What is being asked: Only lines containing the string "before" belong in the answer; copy all of them from the entries.

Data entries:
* * * * * * *

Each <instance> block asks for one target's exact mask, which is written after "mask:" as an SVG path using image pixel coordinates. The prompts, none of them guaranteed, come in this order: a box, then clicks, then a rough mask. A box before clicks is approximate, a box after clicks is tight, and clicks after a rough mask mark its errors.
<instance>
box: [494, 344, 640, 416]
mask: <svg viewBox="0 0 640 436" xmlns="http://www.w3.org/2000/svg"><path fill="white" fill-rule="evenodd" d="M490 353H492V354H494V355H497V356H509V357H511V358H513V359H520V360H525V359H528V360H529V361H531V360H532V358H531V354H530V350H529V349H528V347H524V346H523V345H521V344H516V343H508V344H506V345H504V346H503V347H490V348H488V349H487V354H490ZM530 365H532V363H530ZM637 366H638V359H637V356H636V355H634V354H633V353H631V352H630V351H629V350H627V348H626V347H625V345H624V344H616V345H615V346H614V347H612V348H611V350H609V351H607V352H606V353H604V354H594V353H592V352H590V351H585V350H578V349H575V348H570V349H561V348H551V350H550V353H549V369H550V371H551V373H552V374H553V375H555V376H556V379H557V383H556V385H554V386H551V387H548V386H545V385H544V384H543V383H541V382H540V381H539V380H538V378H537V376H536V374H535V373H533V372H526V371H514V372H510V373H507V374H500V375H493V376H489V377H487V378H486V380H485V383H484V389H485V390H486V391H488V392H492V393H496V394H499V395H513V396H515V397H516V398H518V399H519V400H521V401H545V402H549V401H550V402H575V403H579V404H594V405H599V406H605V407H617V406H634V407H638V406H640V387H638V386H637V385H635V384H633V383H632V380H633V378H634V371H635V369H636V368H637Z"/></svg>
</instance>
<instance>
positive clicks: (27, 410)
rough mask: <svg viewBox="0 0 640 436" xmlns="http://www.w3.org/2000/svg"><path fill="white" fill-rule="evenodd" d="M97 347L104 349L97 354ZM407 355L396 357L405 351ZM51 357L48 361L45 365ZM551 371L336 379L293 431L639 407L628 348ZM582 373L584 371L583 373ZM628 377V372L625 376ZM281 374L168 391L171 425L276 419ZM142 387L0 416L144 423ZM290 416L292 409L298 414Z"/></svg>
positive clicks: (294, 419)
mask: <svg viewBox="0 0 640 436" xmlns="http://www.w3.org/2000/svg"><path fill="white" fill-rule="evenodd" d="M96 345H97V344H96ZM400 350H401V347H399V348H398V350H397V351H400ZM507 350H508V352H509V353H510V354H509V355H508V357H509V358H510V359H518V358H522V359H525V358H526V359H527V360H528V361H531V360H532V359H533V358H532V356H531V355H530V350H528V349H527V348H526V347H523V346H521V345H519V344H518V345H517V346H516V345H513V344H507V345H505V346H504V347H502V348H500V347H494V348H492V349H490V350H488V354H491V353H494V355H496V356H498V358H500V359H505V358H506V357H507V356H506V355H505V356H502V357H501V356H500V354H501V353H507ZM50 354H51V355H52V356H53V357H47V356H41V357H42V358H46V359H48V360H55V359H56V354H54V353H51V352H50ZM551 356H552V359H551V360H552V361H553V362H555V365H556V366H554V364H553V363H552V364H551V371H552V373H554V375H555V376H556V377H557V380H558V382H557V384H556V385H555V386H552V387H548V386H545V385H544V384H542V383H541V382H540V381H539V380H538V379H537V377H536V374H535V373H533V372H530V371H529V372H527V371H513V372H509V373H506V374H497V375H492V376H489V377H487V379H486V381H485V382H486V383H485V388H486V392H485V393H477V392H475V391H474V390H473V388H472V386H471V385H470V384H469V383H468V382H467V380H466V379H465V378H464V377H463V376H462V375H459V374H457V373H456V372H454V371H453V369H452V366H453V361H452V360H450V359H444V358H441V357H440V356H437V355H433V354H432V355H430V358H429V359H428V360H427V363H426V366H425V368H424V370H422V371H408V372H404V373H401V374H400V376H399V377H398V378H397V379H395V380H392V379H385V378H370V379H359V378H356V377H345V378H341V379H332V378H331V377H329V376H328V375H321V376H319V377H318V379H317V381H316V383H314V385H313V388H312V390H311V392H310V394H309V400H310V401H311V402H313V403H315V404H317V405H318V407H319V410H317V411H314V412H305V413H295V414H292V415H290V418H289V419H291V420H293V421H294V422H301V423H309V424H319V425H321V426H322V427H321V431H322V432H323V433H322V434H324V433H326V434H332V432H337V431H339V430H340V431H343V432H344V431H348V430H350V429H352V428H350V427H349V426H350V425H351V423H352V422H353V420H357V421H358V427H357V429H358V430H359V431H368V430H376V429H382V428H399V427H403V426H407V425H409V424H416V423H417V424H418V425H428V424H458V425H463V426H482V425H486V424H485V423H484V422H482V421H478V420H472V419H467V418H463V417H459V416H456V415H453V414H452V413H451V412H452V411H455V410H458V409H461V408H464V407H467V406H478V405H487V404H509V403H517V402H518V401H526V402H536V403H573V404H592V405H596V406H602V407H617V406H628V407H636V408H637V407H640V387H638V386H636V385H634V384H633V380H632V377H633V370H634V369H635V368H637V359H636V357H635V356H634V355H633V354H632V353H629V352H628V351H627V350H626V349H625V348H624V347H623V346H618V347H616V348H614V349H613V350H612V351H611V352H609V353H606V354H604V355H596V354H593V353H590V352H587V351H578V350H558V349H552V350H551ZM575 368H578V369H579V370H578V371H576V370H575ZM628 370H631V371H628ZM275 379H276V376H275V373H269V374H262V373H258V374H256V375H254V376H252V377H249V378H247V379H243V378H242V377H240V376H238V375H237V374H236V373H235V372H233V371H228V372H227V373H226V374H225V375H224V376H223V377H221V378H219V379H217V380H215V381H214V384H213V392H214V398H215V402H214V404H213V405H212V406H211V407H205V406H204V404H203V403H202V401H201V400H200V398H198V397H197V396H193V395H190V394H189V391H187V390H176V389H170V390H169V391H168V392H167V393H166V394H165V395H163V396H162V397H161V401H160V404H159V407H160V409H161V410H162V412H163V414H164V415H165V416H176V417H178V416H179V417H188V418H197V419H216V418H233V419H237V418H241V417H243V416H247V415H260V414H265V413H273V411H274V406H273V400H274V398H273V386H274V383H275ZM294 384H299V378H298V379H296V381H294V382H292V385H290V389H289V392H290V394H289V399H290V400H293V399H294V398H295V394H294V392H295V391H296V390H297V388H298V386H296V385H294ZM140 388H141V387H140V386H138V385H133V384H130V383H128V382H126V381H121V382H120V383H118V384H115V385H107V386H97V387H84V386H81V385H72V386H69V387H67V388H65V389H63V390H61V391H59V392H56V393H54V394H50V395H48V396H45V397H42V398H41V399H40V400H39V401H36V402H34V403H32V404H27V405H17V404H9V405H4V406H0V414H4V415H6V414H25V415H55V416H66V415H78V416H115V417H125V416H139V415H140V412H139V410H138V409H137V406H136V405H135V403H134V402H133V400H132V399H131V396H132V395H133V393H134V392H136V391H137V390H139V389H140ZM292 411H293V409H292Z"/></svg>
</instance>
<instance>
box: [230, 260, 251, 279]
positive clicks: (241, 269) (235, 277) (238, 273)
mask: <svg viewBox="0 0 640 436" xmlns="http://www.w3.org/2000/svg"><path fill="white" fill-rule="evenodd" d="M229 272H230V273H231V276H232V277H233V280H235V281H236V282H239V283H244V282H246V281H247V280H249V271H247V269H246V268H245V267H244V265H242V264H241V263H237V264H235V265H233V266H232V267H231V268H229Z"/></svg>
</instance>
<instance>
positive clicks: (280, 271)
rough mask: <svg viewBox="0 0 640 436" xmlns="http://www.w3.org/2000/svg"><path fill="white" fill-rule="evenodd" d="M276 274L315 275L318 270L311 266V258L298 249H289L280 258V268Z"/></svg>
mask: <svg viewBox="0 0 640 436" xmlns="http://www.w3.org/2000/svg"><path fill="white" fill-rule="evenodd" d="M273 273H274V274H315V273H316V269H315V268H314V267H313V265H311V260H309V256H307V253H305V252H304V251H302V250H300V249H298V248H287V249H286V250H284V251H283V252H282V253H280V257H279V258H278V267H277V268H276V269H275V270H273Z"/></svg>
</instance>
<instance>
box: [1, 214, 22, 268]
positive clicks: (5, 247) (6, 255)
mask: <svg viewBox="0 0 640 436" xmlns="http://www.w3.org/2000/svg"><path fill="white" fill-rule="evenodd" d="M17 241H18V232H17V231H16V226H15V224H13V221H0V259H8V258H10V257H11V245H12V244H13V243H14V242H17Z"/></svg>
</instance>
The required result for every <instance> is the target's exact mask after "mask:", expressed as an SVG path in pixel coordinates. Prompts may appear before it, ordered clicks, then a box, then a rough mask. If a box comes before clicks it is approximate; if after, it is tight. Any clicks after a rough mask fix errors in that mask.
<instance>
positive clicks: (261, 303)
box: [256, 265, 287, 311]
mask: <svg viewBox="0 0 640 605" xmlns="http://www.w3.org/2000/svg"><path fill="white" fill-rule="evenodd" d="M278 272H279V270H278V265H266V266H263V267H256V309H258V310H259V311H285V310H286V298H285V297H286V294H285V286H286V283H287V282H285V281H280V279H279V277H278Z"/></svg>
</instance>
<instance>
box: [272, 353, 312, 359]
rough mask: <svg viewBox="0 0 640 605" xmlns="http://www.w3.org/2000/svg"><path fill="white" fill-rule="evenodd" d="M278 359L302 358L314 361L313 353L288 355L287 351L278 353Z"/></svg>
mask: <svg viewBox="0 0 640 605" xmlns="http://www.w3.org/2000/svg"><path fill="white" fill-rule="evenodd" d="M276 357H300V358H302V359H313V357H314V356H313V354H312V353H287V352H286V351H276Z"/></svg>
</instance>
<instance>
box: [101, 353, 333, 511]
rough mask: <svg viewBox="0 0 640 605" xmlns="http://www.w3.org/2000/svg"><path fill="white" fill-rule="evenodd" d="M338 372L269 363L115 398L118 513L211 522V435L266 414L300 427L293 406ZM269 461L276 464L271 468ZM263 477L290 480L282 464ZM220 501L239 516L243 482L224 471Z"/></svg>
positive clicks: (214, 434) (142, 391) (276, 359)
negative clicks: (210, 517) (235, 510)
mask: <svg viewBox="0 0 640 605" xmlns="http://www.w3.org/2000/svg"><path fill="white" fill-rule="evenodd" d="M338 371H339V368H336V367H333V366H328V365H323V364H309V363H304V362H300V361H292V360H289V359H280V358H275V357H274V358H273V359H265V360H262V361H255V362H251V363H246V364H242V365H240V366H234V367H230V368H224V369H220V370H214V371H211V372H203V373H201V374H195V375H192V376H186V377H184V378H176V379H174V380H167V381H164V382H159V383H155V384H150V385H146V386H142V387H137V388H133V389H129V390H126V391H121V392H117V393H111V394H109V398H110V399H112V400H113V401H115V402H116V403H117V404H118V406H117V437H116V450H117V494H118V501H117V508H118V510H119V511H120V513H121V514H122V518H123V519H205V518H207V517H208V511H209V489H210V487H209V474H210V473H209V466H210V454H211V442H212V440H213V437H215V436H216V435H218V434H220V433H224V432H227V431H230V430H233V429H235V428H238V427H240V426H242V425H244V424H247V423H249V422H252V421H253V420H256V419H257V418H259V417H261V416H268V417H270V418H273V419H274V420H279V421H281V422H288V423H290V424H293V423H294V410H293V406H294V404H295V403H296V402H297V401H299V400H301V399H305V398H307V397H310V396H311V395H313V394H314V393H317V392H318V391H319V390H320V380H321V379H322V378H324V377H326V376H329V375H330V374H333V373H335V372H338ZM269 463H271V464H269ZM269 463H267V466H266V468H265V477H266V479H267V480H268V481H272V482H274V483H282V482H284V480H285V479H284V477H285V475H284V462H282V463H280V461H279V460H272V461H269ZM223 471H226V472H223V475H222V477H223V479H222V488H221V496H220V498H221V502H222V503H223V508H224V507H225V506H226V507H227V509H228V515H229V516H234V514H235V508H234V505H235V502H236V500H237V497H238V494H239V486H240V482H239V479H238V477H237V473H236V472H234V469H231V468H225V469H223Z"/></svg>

* * * * * * *

Answer space:
Each <instance> block asks for one target's exact mask, which is written after "mask:" as an SVG path using image pixel coordinates. The prompts, none of them guaranteed, come in this order: a box, then clicks, then a rough mask. A box before clicks is approximate, a box after clicks is tight, and clicks after a rough mask mark its errors.
The required result for every <instance> is the target's exact mask after "mask:", expressed as an SVG path in pixel coordinates. Prompts may appear before it, ordered clicks, then a box, then a rough mask. If a box comes before clicks it is approximate; if after, it is tight. Any clicks after a rough mask fix errors in that mask.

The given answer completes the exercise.